REQUIREMENTS :: Which of the lines below contain the string "Target"? Extract each one in full.

DATA SHOWN ::
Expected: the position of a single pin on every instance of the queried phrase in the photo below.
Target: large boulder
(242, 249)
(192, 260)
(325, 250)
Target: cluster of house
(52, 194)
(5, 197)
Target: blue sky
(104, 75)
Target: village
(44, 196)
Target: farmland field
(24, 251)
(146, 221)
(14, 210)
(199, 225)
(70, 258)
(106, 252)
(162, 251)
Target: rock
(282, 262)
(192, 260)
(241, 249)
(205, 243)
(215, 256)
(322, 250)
---
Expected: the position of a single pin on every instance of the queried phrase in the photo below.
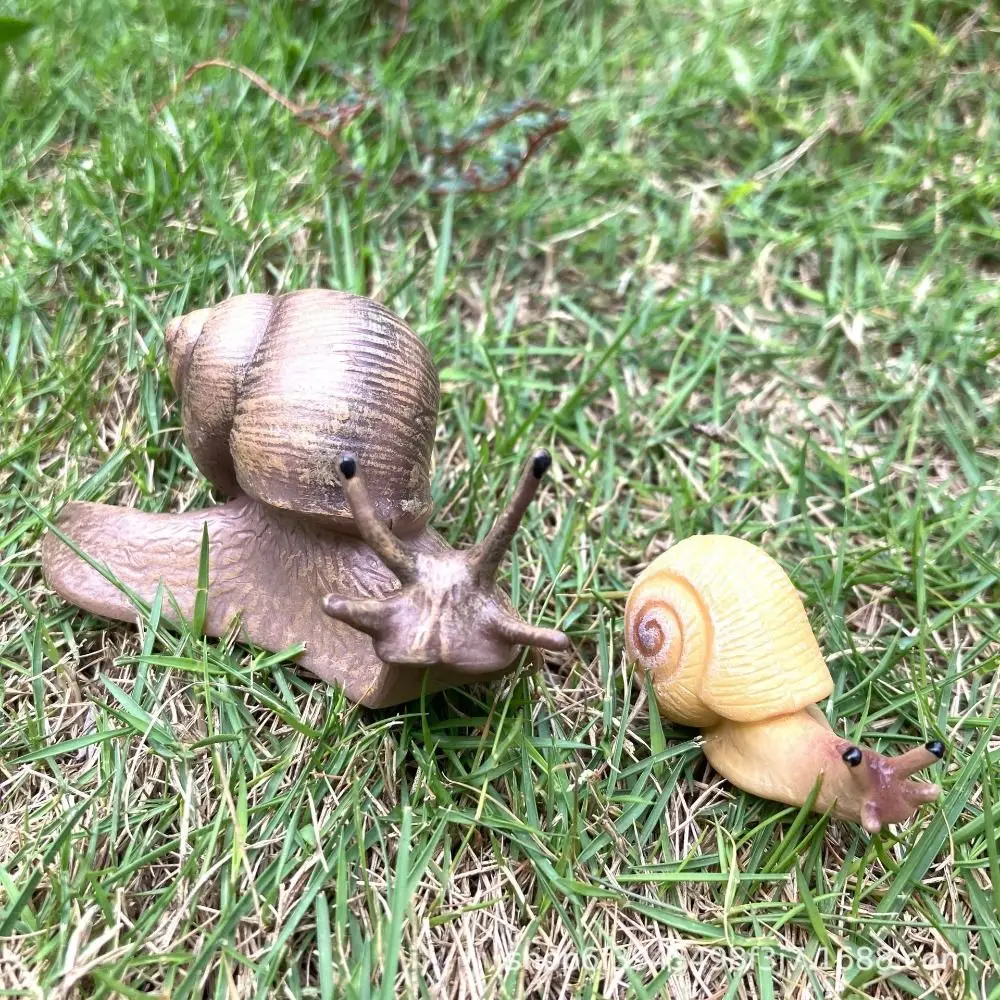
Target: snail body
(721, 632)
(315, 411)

TASK RESPONSE ::
Target: large boulder
Target: cluster of house
Target: blue sky
Target: village
Target: farmland field
Target: rock
Target: snail body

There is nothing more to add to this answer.